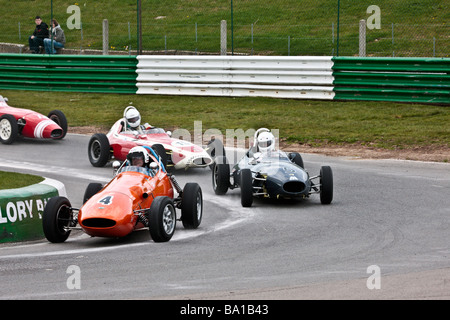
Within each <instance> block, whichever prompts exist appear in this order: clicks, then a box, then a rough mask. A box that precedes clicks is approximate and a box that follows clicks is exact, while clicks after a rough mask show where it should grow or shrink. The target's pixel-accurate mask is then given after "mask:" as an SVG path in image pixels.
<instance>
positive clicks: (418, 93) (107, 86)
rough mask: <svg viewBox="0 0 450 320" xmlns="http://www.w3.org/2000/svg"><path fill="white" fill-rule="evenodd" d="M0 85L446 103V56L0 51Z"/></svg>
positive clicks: (10, 87) (45, 88) (448, 64)
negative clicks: (278, 54)
mask: <svg viewBox="0 0 450 320" xmlns="http://www.w3.org/2000/svg"><path fill="white" fill-rule="evenodd" d="M0 89H21V90H48V91H76V92H107V93H137V94H161V95H200V96H202V95H204V96H230V97H252V96H254V97H276V98H294V99H319V100H325V99H327V100H328V99H334V100H378V101H399V102H417V103H439V104H450V59H449V58H358V57H310V56H289V57H280V56H183V55H179V56H173V55H143V56H95V55H31V54H0Z"/></svg>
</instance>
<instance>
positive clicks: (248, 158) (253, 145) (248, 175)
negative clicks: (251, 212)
mask: <svg viewBox="0 0 450 320" xmlns="http://www.w3.org/2000/svg"><path fill="white" fill-rule="evenodd" d="M316 179H318V182H317V180H316ZM313 180H314V181H316V182H313ZM212 185H213V189H214V191H215V193H216V194H219V195H222V194H225V193H226V192H227V191H228V189H235V188H240V189H241V204H242V206H243V207H250V206H251V205H252V203H253V197H254V196H255V197H263V198H276V199H278V198H285V199H294V198H300V199H302V198H308V197H309V196H310V195H311V194H314V193H318V194H319V195H320V202H321V203H322V204H330V203H331V201H332V199H333V173H332V170H331V168H330V167H329V166H322V167H321V168H320V173H319V174H318V175H316V176H312V177H310V176H309V174H308V172H307V171H306V170H305V169H304V165H303V159H302V157H301V155H300V154H299V153H296V152H292V153H289V154H287V153H285V152H283V151H281V150H275V149H274V137H273V135H272V133H270V130H269V129H266V128H261V129H258V130H257V131H256V132H255V136H254V145H253V147H252V148H250V150H248V151H247V152H246V153H245V155H244V156H243V157H242V158H241V160H240V161H239V162H238V163H237V164H236V165H235V166H234V167H233V168H232V171H231V173H230V166H229V164H228V160H227V158H226V156H225V155H223V156H219V157H217V158H216V160H215V163H214V165H213V169H212Z"/></svg>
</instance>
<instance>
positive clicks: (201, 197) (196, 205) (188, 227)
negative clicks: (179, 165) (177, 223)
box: [181, 183, 203, 229]
mask: <svg viewBox="0 0 450 320" xmlns="http://www.w3.org/2000/svg"><path fill="white" fill-rule="evenodd" d="M202 217H203V194H202V188H200V186H199V185H198V183H186V185H185V186H184V188H183V194H182V198H181V221H182V222H183V226H184V227H185V228H186V229H197V228H198V226H199V225H200V223H201V222H202Z"/></svg>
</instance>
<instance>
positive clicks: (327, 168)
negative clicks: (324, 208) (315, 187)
mask: <svg viewBox="0 0 450 320" xmlns="http://www.w3.org/2000/svg"><path fill="white" fill-rule="evenodd" d="M332 200H333V172H332V171H331V168H330V167H329V166H322V167H320V203H322V204H330V203H331V201H332Z"/></svg>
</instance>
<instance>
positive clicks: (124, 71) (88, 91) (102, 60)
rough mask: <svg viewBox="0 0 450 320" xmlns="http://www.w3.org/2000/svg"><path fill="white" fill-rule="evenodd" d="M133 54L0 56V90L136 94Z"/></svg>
mask: <svg viewBox="0 0 450 320" xmlns="http://www.w3.org/2000/svg"><path fill="white" fill-rule="evenodd" d="M136 65H137V60H136V57H135V56H84V55H83V56H81V55H33V54H1V55H0V75H1V77H0V89H18V90H39V91H77V92H104V93H136V90H137V87H136V76H137V75H136Z"/></svg>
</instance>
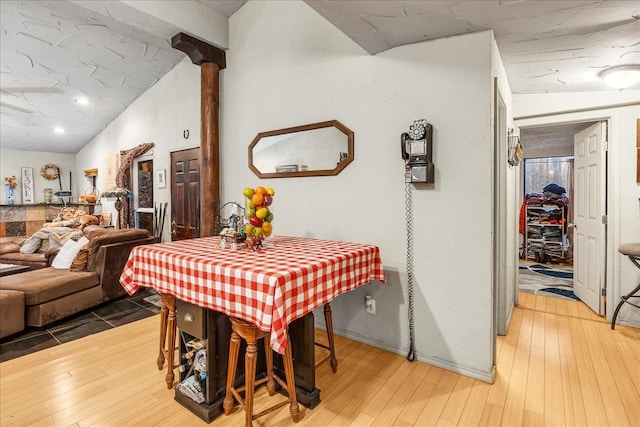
--
■ Exercise objective
Give every line of the data above as a JSON list of strings, one string per line, with blank lines and the pictures left out.

■ Solution for this problem
[
  "Within each <instance> block, whichever prompts exist appear in this order: clicks, then a box, then a rough mask. A box that precedes clicks is approximate and a box that follows clicks is exact, while clicks after a rough mask show where it should grow or shrink. The target's pixel-accurate mask is then given after \"mask:\" as an SVG path in image pixels.",
  "<instance>",
  "positive clicks: (418, 93) (107, 86)",
  "rough mask: <svg viewBox=\"0 0 450 320\" xmlns=\"http://www.w3.org/2000/svg\"><path fill=\"white\" fill-rule=\"evenodd\" d=\"M0 85L446 103V56L0 51Z\"/></svg>",
  "positive clicks: (10, 87) (45, 88) (448, 64)",
  "negative clicks: (278, 54)",
  "mask: <svg viewBox=\"0 0 450 320\" xmlns=\"http://www.w3.org/2000/svg\"><path fill=\"white\" fill-rule=\"evenodd\" d=\"M0 89H21V90H48V91H76V92H107V93H137V94H161V95H200V96H202V95H204V96H230V97H252V96H254V97H276V98H294V99H319V100H325V99H327V100H328V99H334V100H378V101H399V102H417V103H439V104H450V59H449V58H358V57H310V56H289V57H280V56H183V55H179V56H173V55H143V56H95V55H31V54H0Z\"/></svg>",
  "</instance>",
  "<instance>",
  "positive clicks: (248, 158) (253, 145) (248, 175)",
  "negative clicks: (251, 212)",
  "mask: <svg viewBox=\"0 0 450 320\" xmlns=\"http://www.w3.org/2000/svg\"><path fill=\"white\" fill-rule=\"evenodd\" d=\"M316 179H318V182H317V180H316ZM313 180H314V181H316V182H313ZM212 185H213V189H214V191H215V193H216V194H219V195H222V194H225V193H226V192H227V191H228V189H235V188H240V189H241V204H242V206H243V207H250V206H251V205H252V203H253V197H254V196H255V197H263V198H276V199H278V198H285V199H294V198H300V199H302V198H308V197H309V196H310V195H311V194H314V193H318V194H319V195H320V202H321V203H322V204H330V203H331V201H332V199H333V173H332V170H331V168H330V167H329V166H322V167H321V168H320V173H319V174H318V175H316V176H312V177H310V176H309V174H308V172H307V171H306V170H305V169H304V165H303V159H302V157H301V155H300V154H299V153H296V152H292V153H289V154H287V153H285V152H283V151H281V150H275V149H274V137H273V135H272V133H270V130H269V129H266V128H261V129H258V130H257V131H256V132H255V136H254V145H253V147H252V148H250V150H248V151H247V152H246V153H245V155H244V156H243V157H242V158H241V160H240V161H239V162H238V163H237V164H236V165H235V166H234V167H233V168H232V171H231V173H230V166H229V164H228V160H227V158H226V156H225V155H223V156H219V157H217V158H216V160H215V163H214V165H213V169H212Z\"/></svg>",
  "</instance>",
  "<instance>",
  "positive clicks: (201, 197) (196, 205) (188, 227)",
  "negative clicks: (179, 165) (177, 223)",
  "box: [181, 183, 203, 229]",
  "mask: <svg viewBox=\"0 0 450 320\" xmlns=\"http://www.w3.org/2000/svg\"><path fill=\"white\" fill-rule=\"evenodd\" d=\"M202 217H203V194H202V188H200V186H199V185H198V183H186V185H185V186H184V188H183V194H182V198H181V221H182V222H183V226H184V227H185V228H186V229H197V228H198V226H199V225H200V223H201V222H202Z\"/></svg>",
  "</instance>",
  "<instance>",
  "positive clicks: (327, 168)",
  "negative clicks: (324, 208) (315, 187)",
  "mask: <svg viewBox=\"0 0 450 320\" xmlns=\"http://www.w3.org/2000/svg\"><path fill=\"white\" fill-rule=\"evenodd\" d=\"M332 200H333V172H332V171H331V168H330V167H329V166H322V167H320V203H322V204H330V203H331V201H332Z\"/></svg>",
  "</instance>",
  "<instance>",
  "positive clicks: (124, 71) (88, 91) (102, 60)",
  "rough mask: <svg viewBox=\"0 0 450 320\" xmlns=\"http://www.w3.org/2000/svg\"><path fill=\"white\" fill-rule=\"evenodd\" d=\"M133 54L0 56V90L136 94Z\"/></svg>",
  "mask: <svg viewBox=\"0 0 450 320\" xmlns=\"http://www.w3.org/2000/svg\"><path fill=\"white\" fill-rule=\"evenodd\" d=\"M136 65H137V60H136V57H135V56H84V55H83V56H81V55H33V54H1V55H0V75H1V77H0V89H18V90H39V91H77V92H104V93H136V90H137V87H136V76H137V75H136Z\"/></svg>",
  "</instance>"
]